Your instructions —
Take the entries that follow and return exactly the lines from the one holding "negative clicks: (297, 115) (297, 139)" through the one holding "positive clicks: (333, 85)", both included. Nothing else is needed.
Dataset content: Begin
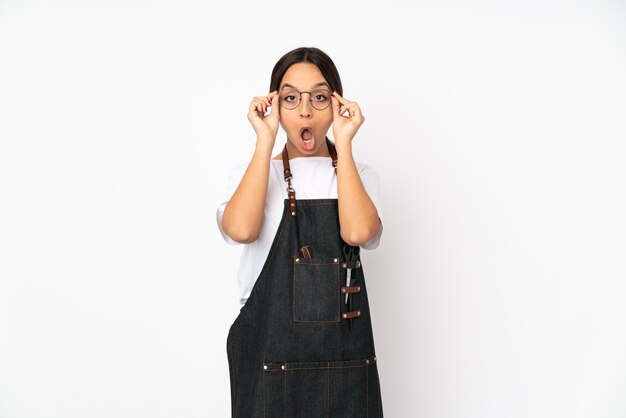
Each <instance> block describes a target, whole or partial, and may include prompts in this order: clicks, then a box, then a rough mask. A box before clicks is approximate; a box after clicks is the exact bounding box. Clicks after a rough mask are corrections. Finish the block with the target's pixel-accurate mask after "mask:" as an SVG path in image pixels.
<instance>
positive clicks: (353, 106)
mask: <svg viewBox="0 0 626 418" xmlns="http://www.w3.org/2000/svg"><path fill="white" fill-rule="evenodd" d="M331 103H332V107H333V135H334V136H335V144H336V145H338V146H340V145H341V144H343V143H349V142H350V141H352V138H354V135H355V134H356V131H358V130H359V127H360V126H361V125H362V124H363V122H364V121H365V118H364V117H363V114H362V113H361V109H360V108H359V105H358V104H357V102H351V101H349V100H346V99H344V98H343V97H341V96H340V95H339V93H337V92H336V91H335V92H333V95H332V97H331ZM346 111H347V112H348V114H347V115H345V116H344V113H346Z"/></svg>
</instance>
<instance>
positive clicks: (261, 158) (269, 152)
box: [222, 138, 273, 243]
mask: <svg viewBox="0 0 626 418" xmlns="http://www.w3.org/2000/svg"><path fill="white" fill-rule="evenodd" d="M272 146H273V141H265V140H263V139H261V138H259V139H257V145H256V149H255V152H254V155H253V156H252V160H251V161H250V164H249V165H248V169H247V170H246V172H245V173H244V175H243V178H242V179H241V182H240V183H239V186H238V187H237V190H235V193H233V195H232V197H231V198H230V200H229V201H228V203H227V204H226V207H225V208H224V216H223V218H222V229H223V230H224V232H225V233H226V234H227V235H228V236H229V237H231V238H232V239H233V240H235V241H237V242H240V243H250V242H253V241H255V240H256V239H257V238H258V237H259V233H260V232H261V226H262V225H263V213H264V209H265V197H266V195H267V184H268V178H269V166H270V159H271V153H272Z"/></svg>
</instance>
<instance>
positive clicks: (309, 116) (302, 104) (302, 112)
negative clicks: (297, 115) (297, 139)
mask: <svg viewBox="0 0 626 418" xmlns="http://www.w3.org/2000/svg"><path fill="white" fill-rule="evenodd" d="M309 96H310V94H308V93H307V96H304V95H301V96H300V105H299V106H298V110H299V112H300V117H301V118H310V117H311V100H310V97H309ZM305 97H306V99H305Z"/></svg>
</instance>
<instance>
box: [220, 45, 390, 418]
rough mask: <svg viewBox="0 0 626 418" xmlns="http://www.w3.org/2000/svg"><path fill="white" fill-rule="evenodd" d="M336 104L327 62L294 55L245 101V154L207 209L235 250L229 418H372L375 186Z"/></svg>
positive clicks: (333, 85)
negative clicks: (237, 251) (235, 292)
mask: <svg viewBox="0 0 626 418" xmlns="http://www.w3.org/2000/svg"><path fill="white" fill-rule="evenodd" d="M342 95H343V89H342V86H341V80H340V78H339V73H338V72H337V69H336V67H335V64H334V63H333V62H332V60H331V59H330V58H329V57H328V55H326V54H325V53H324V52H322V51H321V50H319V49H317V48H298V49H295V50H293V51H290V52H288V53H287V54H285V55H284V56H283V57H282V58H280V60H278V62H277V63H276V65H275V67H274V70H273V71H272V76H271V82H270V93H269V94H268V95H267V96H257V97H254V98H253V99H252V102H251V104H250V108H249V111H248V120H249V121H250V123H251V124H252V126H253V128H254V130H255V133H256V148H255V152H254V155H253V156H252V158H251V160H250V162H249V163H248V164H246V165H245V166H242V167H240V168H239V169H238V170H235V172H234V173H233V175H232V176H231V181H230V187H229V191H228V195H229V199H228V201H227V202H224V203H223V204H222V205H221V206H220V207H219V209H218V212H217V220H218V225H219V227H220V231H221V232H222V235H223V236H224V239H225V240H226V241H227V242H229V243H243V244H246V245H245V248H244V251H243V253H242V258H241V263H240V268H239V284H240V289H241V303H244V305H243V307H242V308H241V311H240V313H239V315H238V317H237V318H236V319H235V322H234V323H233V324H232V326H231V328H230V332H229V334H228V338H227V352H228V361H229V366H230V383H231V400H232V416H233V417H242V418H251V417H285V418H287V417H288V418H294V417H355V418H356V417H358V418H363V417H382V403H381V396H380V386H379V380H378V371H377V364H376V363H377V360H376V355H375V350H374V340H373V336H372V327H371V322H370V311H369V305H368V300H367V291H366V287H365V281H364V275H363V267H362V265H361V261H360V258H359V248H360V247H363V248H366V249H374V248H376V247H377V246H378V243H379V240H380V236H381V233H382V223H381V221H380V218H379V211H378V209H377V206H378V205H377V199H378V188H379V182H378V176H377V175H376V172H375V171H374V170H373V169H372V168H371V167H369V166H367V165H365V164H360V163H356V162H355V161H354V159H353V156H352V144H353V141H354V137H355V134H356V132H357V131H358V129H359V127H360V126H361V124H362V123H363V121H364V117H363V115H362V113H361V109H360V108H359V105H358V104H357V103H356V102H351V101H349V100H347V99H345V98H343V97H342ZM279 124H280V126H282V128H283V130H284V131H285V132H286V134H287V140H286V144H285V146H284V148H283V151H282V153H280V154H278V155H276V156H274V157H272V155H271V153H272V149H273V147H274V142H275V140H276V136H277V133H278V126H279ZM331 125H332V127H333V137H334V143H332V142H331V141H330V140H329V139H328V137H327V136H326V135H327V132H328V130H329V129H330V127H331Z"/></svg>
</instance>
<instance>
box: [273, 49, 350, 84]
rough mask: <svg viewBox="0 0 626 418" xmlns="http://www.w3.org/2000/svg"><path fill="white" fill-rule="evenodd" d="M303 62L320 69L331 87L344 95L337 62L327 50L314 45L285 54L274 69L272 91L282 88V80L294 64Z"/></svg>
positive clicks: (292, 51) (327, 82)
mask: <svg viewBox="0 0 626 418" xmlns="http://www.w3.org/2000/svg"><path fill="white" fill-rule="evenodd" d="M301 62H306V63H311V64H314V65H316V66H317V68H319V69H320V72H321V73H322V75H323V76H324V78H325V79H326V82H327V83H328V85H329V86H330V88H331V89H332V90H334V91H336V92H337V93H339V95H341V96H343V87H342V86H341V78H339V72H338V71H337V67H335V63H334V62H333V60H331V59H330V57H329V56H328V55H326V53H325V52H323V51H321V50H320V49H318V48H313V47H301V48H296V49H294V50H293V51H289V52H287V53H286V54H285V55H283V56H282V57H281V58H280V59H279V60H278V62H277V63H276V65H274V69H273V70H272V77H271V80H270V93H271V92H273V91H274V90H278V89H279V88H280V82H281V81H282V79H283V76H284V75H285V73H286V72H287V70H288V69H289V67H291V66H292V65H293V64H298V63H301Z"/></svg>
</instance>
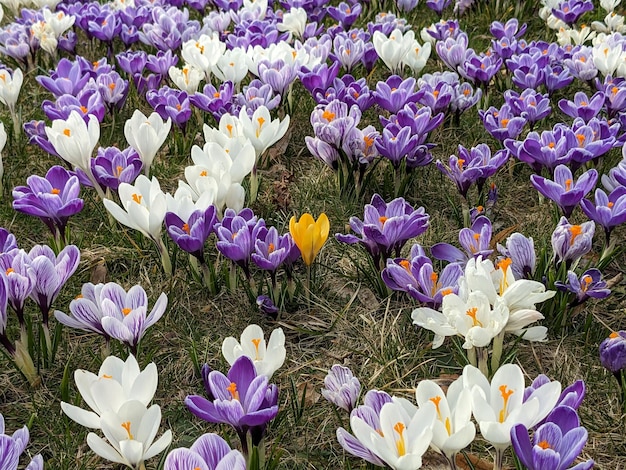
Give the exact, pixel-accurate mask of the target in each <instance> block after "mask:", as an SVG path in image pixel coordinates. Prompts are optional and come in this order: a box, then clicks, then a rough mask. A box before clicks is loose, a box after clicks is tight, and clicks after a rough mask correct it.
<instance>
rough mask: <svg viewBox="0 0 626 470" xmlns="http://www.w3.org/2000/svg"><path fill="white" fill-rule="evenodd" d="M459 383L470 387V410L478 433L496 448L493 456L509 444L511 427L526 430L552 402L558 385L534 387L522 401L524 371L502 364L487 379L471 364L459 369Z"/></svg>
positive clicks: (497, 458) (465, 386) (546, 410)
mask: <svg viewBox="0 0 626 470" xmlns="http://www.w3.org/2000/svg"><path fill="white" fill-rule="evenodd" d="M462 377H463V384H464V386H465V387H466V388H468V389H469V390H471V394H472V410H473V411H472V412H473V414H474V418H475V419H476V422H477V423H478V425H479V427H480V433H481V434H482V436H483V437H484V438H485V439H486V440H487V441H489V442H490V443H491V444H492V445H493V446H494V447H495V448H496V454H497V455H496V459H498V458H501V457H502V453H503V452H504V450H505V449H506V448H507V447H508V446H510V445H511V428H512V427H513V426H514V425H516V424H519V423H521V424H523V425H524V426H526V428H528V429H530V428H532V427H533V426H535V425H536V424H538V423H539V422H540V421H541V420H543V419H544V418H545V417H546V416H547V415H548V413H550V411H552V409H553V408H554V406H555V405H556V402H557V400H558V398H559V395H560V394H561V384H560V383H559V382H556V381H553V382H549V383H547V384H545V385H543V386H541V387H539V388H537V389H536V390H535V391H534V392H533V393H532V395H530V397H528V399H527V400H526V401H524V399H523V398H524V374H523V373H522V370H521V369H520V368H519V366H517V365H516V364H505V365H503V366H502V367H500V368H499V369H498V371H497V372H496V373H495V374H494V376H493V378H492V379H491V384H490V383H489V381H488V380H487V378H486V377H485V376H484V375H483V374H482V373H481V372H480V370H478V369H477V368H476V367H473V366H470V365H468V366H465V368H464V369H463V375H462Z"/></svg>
Dataset content: End
Dataset content: Begin
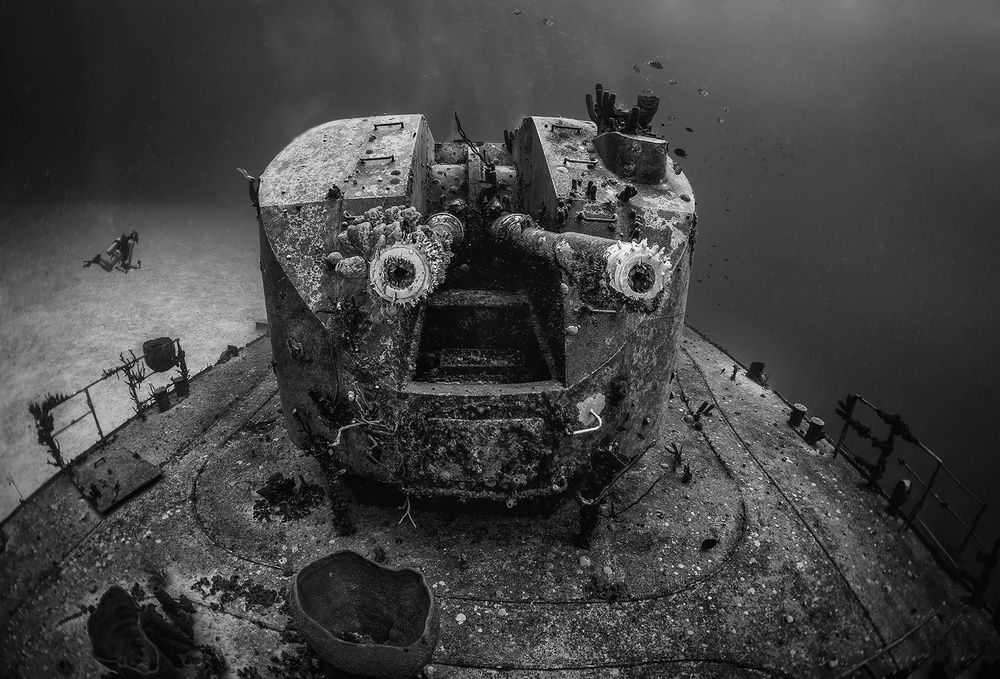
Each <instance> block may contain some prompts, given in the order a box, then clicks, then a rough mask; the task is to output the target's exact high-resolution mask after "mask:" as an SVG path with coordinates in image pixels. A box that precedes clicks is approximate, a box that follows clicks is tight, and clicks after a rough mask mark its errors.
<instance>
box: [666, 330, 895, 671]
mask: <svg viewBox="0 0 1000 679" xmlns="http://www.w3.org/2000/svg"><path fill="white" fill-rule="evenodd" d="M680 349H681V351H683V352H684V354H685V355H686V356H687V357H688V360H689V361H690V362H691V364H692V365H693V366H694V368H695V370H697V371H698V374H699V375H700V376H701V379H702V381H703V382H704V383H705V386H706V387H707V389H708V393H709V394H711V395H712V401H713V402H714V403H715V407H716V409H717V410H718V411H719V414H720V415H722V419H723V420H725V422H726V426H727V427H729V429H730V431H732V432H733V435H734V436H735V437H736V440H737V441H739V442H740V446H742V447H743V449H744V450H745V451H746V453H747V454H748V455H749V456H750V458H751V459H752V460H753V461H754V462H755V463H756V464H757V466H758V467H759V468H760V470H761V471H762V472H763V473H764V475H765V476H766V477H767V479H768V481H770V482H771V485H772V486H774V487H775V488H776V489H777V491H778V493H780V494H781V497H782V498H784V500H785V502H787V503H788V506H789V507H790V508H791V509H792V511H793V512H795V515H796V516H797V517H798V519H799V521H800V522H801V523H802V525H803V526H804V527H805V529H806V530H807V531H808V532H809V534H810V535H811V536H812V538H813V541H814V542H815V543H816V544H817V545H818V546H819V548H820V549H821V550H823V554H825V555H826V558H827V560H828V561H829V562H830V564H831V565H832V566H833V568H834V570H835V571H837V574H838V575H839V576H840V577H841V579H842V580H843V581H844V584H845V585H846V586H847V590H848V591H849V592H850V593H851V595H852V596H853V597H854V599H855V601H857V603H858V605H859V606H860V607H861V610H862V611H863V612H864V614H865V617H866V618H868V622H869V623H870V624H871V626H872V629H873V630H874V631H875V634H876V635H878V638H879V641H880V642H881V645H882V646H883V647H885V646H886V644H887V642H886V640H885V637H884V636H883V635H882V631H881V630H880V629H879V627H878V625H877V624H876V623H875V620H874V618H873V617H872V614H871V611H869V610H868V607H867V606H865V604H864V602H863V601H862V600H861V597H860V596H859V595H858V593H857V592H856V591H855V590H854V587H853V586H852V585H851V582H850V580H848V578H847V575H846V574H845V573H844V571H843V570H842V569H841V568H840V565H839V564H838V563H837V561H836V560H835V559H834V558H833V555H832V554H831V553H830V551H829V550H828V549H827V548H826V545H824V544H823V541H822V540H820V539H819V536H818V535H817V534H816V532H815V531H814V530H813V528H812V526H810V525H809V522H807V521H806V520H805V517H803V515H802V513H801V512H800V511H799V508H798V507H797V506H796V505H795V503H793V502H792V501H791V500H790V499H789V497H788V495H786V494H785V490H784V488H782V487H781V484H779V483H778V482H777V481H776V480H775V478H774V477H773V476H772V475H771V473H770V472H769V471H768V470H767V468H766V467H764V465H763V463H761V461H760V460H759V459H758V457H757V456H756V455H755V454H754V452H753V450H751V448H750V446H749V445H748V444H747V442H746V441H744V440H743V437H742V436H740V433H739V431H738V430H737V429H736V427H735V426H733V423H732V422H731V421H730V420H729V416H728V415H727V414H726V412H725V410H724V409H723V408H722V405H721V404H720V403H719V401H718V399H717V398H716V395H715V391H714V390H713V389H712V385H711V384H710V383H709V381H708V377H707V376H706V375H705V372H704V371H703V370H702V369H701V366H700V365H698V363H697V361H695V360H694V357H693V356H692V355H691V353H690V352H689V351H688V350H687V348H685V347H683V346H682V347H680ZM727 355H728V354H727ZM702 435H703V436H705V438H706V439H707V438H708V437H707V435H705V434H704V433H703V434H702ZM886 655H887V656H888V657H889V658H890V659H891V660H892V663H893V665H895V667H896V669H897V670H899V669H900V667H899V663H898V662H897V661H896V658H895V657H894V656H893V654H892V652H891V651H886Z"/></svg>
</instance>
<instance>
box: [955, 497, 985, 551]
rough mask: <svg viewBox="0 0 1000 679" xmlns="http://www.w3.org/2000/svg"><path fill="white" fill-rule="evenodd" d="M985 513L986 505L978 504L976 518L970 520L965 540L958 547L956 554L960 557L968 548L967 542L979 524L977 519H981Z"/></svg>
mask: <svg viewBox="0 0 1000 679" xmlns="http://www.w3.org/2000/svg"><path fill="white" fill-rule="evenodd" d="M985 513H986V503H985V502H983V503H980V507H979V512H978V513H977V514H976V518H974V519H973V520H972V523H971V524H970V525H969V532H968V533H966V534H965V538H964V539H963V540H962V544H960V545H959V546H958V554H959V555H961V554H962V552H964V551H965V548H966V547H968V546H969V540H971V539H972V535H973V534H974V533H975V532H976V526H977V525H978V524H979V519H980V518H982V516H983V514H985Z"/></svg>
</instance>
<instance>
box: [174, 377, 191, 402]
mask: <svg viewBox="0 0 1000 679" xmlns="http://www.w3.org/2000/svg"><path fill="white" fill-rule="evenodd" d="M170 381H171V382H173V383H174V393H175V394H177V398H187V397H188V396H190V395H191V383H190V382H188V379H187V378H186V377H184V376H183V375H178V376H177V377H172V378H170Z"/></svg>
Dataset content: End
Dataset content: Begin
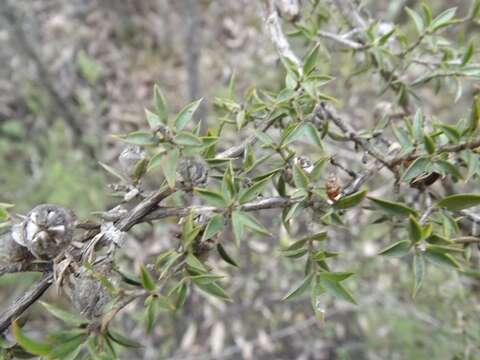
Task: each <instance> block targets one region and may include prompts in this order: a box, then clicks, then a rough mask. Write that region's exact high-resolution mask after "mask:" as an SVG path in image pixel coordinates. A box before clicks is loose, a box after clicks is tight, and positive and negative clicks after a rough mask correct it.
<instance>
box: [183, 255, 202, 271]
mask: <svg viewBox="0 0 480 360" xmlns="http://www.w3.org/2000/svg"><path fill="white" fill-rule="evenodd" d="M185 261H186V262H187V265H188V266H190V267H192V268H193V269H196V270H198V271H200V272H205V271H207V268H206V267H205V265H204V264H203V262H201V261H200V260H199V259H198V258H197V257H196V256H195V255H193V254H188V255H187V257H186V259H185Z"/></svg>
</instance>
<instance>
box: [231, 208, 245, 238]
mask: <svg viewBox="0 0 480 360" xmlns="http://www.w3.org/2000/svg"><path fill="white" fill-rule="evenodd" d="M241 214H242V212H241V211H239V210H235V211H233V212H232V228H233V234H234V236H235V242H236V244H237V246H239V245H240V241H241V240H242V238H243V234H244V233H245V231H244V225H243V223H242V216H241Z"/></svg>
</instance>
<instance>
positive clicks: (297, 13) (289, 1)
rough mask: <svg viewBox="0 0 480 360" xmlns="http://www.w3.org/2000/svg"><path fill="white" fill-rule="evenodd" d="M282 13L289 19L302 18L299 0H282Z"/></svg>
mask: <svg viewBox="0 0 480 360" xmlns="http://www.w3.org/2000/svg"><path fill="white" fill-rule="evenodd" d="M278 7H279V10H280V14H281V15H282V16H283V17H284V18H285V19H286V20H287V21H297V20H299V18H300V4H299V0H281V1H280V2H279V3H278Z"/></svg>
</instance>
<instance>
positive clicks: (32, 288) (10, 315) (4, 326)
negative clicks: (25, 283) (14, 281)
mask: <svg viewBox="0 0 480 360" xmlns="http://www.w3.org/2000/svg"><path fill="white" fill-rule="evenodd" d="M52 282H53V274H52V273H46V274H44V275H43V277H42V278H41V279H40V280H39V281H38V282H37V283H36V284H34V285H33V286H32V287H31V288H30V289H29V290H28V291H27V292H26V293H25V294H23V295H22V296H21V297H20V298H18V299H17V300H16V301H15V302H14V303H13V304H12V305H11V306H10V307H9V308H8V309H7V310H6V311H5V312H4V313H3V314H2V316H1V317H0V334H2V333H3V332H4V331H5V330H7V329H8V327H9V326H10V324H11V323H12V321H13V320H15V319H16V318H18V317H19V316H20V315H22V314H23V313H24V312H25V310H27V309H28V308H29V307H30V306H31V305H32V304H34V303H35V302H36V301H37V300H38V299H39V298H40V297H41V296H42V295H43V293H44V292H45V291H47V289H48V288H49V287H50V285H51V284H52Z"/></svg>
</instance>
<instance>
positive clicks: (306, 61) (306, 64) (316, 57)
Dataset content: End
Answer for this exercise —
negative clicks: (297, 115) (297, 139)
mask: <svg viewBox="0 0 626 418" xmlns="http://www.w3.org/2000/svg"><path fill="white" fill-rule="evenodd" d="M309 96H310V94H308V93H307V96H304V95H301V96H300V105H299V106H298V110H299V112H300V117H301V118H310V117H311V100H310V97H309ZM305 97H306V99H305Z"/></svg>
</instance>
<instance>
box: [220, 45, 390, 418]
rough mask: <svg viewBox="0 0 626 418" xmlns="http://www.w3.org/2000/svg"><path fill="white" fill-rule="evenodd" d="M336 104L327 62L294 55L245 101V154L207 209L235 250L229 418H372L375 186Z"/></svg>
positive clicks: (333, 85)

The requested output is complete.